▶ _Text shown_:
-*-

Wednesday, September 27, 2006

Iraq II: Eek! There's a Second Intel Report on Iraq

Uh-oh. It turns out there's a second damning Iraq report out there and the Bush administration is trying to sit on it until after the November election.

TPM Muckraker broke the story based on remarks from Representative Jane Harriman, a California Democrat who sits on the House Intelligence (sic) Committee and it quickly went from blog news to big news.

Says TPM Mucraker:
"Dr. Lawrence Korb, a former senior Defense Department official now with the liberal-progressive Center for American Progress, hasn't seen the report but has discussed it with those who have. 'It's a very bleak picture of what's going on in Iraq,' he said.

Harman called for the White House to share a classified version of the report with Congress -- and to release a declassified version of the document to the American public, prior to the November elections.

Democratic sources on the Hill confirmed that the report has been a topic of discussion, particularly because of concerns that its release was being 'intentionally slowed' by the administration.

I don't know about you, but I'm shocked! Just shocked!

Meanwhile, once again playing the American people for suckers, the White House released only a portion the first report, a National Intelligence Estimate on Iraq, despite calls that the entire document be made public.

The estimate, the most authoritative document produced by the U.S. intelligence community, states the obvious:
"We assess that the Iraq jihad is shaping a new generation of terrorist leaders and operatives; perceived jihadist success there would inspire more fighters to continue the struggle elsewhere.

"The Iraq conflict has become the 'cause celebre' for jihadists, breeding a deep resentment of US involvement in the Muslim world and cultivating supporters for the global jihadist movement. Should jihadists leaving Iraq perceive themselves, and be perceived, to have failed, we judge fewer fighters will be inspired to carry on the fight.

"Al-Qa’ida, now merged with Abu Mus’ab al-Zarqawi’s network, is exploiting the situation in Iraq to attract new recruits and donors and to maintain its leadership role. . . .

"We judge that most jihadist groups — both well-known and newly formed — will use improvised explosive devices and suicide attacks focused primarily on soft targets to implement their asymmetric warfare strategy, and that they will attempt to conduct sustained terrorist attacks in urban environments. Fighters with experience in Iraq are a potential source of leadership for jihadists pursuing these tactics."


Daniel DiRito said...

-*-

▶ _Parts of the exercise_:
**a.** Summarize the post about a second Iraq intelligence report in two sentences.
**b.** Reproduce the stretch of the post about a second Iraq intelligence report from "The estimate, the" through "on the fight.", swapping "terrorist leaders" for "militant leaders".
**c.** Extend the post about a second Iraq intelligence report, starting after its final line.

▶ _Dataset records_:
-*-

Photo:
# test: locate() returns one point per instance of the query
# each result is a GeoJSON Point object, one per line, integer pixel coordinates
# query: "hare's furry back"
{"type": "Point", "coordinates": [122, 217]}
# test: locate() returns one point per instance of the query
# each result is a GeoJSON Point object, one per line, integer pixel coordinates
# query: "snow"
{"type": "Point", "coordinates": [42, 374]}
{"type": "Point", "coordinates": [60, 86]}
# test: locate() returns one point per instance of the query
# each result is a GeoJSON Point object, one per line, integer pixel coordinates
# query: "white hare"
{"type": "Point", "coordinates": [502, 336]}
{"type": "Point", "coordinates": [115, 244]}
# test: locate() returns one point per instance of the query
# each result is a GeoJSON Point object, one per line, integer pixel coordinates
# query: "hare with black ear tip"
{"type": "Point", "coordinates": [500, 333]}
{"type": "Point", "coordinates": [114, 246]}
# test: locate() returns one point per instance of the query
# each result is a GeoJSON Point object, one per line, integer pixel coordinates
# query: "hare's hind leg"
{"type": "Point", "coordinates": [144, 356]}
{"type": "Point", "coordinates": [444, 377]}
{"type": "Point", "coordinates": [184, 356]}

-*-

▶ _Set of answers_:
**a.** The post reports that a second damning intelligence report on Iraq exists and that the Bush administration is trying to hold it back until after the November election, while a California Democrat on the House Intelligence Committee has asked that it be shared with Congress and released to the public. It adds that the White House released only a portion of the first report, a National Intelligence Estimate, which says the Iraq conflict is shaping a new generation of terrorist leaders and has become the "cause celebre" for jihadists.

**b.**
The estimate, the most authoritative document produced by the U.S. intelligence community, states the obvious:
"We assess that the Iraq jihad is shaping a new generation of militant leaders and operatives; perceived jihadist success there would inspire more fighters to continue the struggle elsewhere.

"The Iraq conflict has become the 'cause celebre' for jihadists, breeding a deep resentment of US involvement in the Muslim world and cultivating supporters for the global jihadist movement. Should jihadists leaving Iraq perceive themselves, and be perceived, to have failed, we judge fewer fighters will be inspired to carry on the fight.

**c.**
I contend that the Iraqi conflict, as well as the prevailing Middle East tensions, will be lessened in equal proportion to the success we achieve in providing for a Palestinian state. Given that the NIE assessment posits that, "If democratic reform efforts in Muslim majority nations progress over the next five years, political participation probably would drive a wedge between intransigent extremists and groups willing to use the political process to achieve their local objectives", then it would be reasonable to conclude that any progress with the Palestinian issue will greatly enhance the speculative potentiality of the NIE report. Absent the Palestinian effort, I'm of the opinion that the NIE timeframe is overly optimistic and dependent upon a relatively static progression without the prevalence of unforeseen events and escalations...which seems unlikely at best.

Frankly, I doubt that the existing Republican approach or the alternative of withdrawal supported by a number Democrats will serve to alleviate the existing conditions and bring relative stability to the troubled region. Neither approach has the wherewithal to alter the prevailing sentiment. Conversely, a voluntary effort that would demonstrate our ability to discern the profound importance of a successful Palestinian state would, in my opinion, yield exponential goodwill. Given the current conditions, such an effort has little risk.

Read more here:

Shaun Mullen said...

I believe that your most astute comments could be headlined AMERICANS DON'T GET IT & PROBABLY NEVER WILL.

Behind the violence and warfare is the "prevailing sentiment" to which you refer. And although the Democratic Party has tended to be a little more empathetic in fashioning foreign policy, I don't anticipate a sea change if it captures congressional majorities and/or the White House. Nor do I see pressure being brought to bear on Israel and the other major Middle East players to get Palestinian statehood back on track.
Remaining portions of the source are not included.